Tareas requeridas —
a) Copia de nuevo el fragmento del pasaje sobre Campanilla que empieza en "Los hombres que" y termina en "los pensamientos pintan.", y cambia "mariposa" por "polilla".
b) Resume en dos oraciones el pasaje sobre Campanilla.

Los hombres que viven espabilados por el niño que fueron, que siguen con la mirada el vuelo de una mariposa y anhelan que ésta revolotee sobre sus cabezas aunque no haga escala en ellos, saben que Campanilla --el hada a quien James Matthew Barrie asignó la custodia de Peter Pan-- asume la forma de este insecto y que el polvo que cae de sus alas y los rocía permite emprender vuelos más extraordinarios que los del hada misma, vuelos interiores, donde no hay confines, las imágenes piensan y los pensamientos pintan.

Material proporcionado —
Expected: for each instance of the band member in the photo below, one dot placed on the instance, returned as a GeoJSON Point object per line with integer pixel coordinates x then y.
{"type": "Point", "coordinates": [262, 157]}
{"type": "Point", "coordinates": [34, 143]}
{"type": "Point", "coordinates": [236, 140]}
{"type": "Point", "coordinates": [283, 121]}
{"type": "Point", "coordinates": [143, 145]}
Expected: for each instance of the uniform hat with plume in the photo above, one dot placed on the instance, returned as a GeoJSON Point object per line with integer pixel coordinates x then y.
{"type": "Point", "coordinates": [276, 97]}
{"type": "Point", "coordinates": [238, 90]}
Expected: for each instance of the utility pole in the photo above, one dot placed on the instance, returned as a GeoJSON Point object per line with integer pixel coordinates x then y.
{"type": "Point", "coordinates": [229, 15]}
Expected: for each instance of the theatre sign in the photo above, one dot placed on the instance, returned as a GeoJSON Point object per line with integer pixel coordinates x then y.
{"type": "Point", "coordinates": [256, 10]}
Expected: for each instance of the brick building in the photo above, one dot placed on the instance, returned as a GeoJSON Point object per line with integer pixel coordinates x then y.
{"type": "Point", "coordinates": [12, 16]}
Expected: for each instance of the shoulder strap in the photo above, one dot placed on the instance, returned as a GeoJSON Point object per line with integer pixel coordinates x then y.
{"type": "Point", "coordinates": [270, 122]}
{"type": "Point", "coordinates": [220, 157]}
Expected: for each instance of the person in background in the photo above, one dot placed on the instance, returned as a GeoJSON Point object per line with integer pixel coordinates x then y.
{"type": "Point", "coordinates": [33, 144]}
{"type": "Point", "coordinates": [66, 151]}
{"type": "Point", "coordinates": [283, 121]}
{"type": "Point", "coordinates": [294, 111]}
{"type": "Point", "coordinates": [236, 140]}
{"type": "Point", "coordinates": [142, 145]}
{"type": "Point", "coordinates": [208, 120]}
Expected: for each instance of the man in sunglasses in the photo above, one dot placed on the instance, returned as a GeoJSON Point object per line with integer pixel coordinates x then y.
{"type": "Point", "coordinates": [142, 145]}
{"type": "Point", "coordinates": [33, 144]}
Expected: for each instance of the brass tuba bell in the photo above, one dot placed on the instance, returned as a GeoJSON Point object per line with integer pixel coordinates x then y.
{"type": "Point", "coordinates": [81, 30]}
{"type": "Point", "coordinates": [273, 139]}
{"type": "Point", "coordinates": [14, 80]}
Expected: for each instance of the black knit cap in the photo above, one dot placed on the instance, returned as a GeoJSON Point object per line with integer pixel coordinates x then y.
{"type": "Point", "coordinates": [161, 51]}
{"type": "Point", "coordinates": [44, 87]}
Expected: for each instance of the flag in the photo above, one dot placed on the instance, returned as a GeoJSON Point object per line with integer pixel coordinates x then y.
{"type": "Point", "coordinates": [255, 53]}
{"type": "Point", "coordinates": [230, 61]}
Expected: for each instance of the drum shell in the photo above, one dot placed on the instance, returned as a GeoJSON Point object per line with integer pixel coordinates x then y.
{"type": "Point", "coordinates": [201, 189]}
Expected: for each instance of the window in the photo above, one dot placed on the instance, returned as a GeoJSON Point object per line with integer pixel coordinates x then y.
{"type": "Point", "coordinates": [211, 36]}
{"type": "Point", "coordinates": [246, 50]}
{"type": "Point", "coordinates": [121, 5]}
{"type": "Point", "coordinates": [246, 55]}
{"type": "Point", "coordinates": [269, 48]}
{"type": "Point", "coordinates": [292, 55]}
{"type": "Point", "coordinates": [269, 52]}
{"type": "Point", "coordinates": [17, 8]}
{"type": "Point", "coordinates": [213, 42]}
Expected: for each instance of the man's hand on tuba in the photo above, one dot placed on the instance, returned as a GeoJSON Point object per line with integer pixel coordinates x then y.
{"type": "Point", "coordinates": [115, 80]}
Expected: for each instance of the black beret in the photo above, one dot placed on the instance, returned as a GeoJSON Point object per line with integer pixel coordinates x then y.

Respuestas por tarea —
a)
Los hombres que viven espabilados por el niño que fueron, que siguen con la mirada el vuelo de una polilla y anhelan que ésta revolotee sobre sus cabezas aunque no haga escala en ellos, saben que Campanilla --el hada a quien James Matthew Barrie asignó la custodia de Peter Pan-- asume la forma de este insecto y que el polvo que cae de sus alas y los rocía permite emprender vuelos más extraordinarios que los del hada misma, vuelos interiores, donde no hay confines, las imágenes piensan y los pensamientos pintan.

b) Los hombres que viven espabilados por el niño que fueron y siguen con la mirada el vuelo de una mariposa saben que Campanilla, el hada a quien James Matthew Barrie asignó la custodia de Peter Pan, asume la forma de ese insecto. El polvo que cae de sus alas los rocía y les permite emprender vuelos interiores más extraordinarios que los del hada misma, sin confines, donde las imágenes piensan y los pensamientos pintan.